(Location identification items)
--- --- ---

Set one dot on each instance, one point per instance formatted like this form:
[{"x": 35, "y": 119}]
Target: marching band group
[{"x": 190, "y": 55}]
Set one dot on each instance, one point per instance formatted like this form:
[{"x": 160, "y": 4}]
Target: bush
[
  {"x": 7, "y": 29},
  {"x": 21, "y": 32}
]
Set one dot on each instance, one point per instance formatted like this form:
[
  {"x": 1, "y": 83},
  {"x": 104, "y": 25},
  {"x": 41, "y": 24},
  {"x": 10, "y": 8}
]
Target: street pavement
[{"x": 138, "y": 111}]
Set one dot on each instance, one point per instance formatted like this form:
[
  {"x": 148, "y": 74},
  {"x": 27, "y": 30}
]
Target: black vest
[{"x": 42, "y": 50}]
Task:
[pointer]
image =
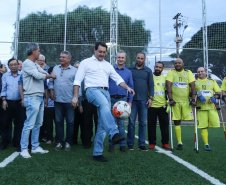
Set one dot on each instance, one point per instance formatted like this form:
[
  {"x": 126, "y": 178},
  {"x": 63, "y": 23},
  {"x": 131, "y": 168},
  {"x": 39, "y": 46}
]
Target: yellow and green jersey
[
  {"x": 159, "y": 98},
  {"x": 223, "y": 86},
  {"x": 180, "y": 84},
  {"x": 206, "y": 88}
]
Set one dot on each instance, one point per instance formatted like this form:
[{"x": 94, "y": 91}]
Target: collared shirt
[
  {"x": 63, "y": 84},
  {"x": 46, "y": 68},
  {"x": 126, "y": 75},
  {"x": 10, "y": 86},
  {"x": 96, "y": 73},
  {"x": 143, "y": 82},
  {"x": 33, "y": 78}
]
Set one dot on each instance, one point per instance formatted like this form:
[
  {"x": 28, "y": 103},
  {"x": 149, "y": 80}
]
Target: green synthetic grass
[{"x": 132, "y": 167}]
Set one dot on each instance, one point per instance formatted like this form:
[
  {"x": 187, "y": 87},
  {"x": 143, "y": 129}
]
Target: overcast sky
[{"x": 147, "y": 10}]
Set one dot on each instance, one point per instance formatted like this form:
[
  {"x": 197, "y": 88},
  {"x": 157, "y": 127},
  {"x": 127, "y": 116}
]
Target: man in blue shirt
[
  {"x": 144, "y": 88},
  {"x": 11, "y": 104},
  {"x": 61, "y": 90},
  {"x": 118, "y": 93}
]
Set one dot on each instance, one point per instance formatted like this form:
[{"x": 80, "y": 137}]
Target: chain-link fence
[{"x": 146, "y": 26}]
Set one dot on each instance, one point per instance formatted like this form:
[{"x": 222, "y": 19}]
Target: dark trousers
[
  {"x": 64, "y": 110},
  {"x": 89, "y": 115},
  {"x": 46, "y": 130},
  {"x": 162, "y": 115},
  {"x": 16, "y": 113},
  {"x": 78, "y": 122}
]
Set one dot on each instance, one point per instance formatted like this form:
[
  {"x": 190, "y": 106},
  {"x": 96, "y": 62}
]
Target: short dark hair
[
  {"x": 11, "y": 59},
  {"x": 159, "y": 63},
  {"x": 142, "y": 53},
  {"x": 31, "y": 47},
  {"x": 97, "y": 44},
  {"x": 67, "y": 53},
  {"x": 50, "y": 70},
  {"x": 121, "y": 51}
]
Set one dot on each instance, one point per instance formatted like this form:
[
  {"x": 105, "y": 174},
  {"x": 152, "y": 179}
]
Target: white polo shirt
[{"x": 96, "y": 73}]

--- --- ---

__Directive__
Count the lines in the items above that contain the word "green", and reply with that number only.

__Exercise answer__
2